» **Exercise description**: Look below for the line containing "Target: woman's boot"; from there, print each line exactly up to and including the line containing "Target: window", and stop.

(Beginning of Dataset records)

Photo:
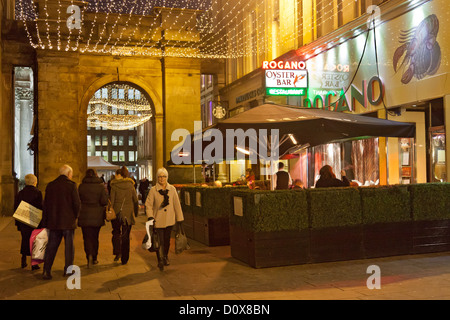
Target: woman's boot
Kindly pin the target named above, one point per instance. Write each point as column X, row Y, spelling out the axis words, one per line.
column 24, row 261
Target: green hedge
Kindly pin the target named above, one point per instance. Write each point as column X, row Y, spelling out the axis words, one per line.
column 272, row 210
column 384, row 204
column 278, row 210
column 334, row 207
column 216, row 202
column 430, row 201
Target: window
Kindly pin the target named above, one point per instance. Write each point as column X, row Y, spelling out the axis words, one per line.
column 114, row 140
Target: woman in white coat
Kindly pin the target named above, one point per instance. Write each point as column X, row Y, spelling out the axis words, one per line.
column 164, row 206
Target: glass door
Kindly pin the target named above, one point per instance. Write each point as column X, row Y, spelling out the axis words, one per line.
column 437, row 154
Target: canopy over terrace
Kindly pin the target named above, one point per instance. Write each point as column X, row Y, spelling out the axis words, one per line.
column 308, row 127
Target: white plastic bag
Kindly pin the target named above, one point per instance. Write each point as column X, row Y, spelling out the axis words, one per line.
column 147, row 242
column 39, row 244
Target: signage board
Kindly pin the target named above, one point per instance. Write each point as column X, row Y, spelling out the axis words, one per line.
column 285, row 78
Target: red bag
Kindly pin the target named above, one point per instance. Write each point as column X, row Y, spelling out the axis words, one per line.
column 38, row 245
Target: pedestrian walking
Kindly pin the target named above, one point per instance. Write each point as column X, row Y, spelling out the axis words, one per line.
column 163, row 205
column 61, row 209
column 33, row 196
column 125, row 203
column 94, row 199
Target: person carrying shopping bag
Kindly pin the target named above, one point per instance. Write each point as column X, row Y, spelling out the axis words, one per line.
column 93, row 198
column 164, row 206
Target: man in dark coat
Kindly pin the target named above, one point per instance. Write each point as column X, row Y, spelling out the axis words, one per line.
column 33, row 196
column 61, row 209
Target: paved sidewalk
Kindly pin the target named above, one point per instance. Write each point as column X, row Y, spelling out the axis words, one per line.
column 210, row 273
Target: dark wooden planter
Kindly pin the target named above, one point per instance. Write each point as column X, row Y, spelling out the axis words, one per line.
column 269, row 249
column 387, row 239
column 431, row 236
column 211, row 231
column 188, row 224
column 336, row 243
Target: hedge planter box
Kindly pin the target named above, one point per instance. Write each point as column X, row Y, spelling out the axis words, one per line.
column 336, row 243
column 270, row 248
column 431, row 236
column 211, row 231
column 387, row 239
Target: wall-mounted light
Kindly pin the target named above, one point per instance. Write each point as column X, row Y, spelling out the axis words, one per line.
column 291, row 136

(End of Dataset records)
(Beginning of Dataset records)

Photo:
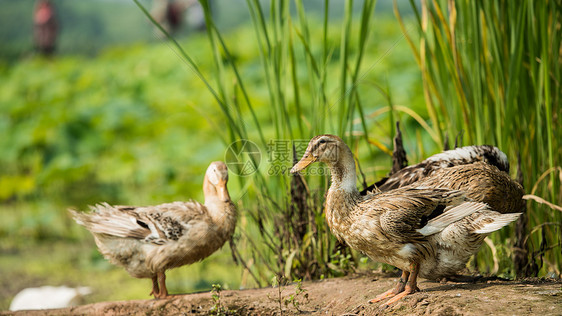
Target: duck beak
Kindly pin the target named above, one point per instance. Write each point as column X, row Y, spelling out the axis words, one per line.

(End of Dataset records)

» **Expected answer**:
Target: woman's boot
Kindly pin the target named above, one point per instance. Write each point as column X, row Y, spelling out the axis words, one per line.
column 24, row 261
Target: green hedge
Kindly pin the target named above, one point per instance. Write each point as column X, row Y, spelling out the axis words, one per line.
column 272, row 210
column 384, row 204
column 278, row 210
column 334, row 207
column 216, row 202
column 430, row 201
Target: window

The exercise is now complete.